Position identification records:

^^^^

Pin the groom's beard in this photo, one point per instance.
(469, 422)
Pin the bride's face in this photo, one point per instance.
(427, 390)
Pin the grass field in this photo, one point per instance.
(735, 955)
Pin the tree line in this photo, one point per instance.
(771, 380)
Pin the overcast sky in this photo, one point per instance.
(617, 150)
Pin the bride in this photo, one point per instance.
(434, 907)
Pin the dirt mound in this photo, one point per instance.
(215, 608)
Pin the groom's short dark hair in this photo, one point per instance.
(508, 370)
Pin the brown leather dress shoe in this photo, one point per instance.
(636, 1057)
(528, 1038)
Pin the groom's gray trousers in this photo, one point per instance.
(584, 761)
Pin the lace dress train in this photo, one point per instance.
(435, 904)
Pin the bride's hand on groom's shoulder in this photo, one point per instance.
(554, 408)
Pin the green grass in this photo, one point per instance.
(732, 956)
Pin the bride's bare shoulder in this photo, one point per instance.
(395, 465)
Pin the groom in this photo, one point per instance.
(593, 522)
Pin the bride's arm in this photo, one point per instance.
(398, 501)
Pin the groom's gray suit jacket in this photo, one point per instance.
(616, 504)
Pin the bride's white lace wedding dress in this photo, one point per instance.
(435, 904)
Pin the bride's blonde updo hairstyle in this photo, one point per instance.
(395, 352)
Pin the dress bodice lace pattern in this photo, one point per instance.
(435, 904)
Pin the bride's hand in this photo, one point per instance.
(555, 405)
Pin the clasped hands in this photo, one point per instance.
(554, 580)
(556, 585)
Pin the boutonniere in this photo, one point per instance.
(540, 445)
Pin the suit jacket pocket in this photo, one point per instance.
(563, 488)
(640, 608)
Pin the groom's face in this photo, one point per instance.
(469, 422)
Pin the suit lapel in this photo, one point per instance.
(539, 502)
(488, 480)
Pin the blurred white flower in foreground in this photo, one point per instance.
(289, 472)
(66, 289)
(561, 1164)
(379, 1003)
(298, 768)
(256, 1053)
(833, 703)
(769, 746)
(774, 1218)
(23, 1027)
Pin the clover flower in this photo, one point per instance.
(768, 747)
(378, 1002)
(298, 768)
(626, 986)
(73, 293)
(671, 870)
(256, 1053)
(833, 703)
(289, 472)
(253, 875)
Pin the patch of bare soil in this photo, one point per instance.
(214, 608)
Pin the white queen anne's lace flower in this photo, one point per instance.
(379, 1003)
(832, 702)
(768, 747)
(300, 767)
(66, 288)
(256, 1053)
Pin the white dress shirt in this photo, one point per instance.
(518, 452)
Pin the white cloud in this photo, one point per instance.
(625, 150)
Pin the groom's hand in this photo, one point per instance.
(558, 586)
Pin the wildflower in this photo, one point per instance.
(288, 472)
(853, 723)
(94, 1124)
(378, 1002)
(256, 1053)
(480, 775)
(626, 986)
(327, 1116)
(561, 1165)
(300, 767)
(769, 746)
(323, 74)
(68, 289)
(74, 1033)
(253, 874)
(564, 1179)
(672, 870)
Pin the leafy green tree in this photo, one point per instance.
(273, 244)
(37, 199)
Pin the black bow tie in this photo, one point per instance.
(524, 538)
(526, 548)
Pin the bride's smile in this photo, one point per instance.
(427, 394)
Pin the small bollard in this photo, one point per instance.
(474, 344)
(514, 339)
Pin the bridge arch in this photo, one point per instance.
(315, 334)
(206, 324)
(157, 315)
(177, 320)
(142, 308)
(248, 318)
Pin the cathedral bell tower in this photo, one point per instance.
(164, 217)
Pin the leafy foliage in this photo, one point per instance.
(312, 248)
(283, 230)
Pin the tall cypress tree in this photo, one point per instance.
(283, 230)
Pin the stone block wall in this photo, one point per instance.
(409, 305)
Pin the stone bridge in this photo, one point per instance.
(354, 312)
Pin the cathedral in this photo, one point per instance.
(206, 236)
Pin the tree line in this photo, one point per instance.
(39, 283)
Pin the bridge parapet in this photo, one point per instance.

^^^^

DIRECTIONS FOR THIS TASK:
Give back the lines above exactly, from the one with "Pin the patch" through the last line.

TASK SOLUTION:
Pin the patch of bare soil in this photo, one point per instance.
(214, 608)
Pin the white queen anne's lace flower in this photo, one point per instance.
(379, 1003)
(832, 702)
(768, 747)
(300, 767)
(66, 288)
(256, 1053)
Pin the white dress shirt in this photo, one point per instance.
(518, 452)
Pin the white cloud in this photo, one point per instance.
(625, 150)
Pin the groom's hand in this photo, one point per instance.
(558, 586)
Pin the wildflower in this photo, one point per instance.
(288, 472)
(853, 723)
(94, 1124)
(378, 1002)
(256, 1053)
(480, 775)
(626, 986)
(327, 1116)
(561, 1165)
(300, 767)
(769, 746)
(323, 74)
(68, 289)
(74, 1033)
(253, 874)
(564, 1179)
(672, 870)
Pin the leafy green tree in this photo, one point per instance.
(273, 244)
(37, 199)
Pin the black bow tie in this photo, one point per instance.
(524, 538)
(526, 548)
Pin the bride's smile in this photo, one point per instance.
(427, 394)
Pin the small bollard in this photo, one point per instance.
(474, 344)
(514, 339)
Pin the bridge arch in this photo, one point per instance.
(315, 334)
(206, 324)
(157, 315)
(177, 320)
(142, 308)
(248, 318)
Pin the cathedral bell tower in this photo, one point per instance.
(164, 217)
Pin the leafy foliage in this photo, one point per instance.
(312, 248)
(283, 230)
Pin the tall cypress tree in this photo, one point per instance.
(283, 230)
Pin the stone block wall in this photo, one point per instance.
(409, 305)
Pin the stone bridge in this photo, one point per instance.
(354, 312)
Pin the cathedral in this photo, one point per instance.
(206, 236)
Pin the tree line in this photo, one point per instance.
(39, 283)
Pin the bridge parapet in this photo, one point per instance.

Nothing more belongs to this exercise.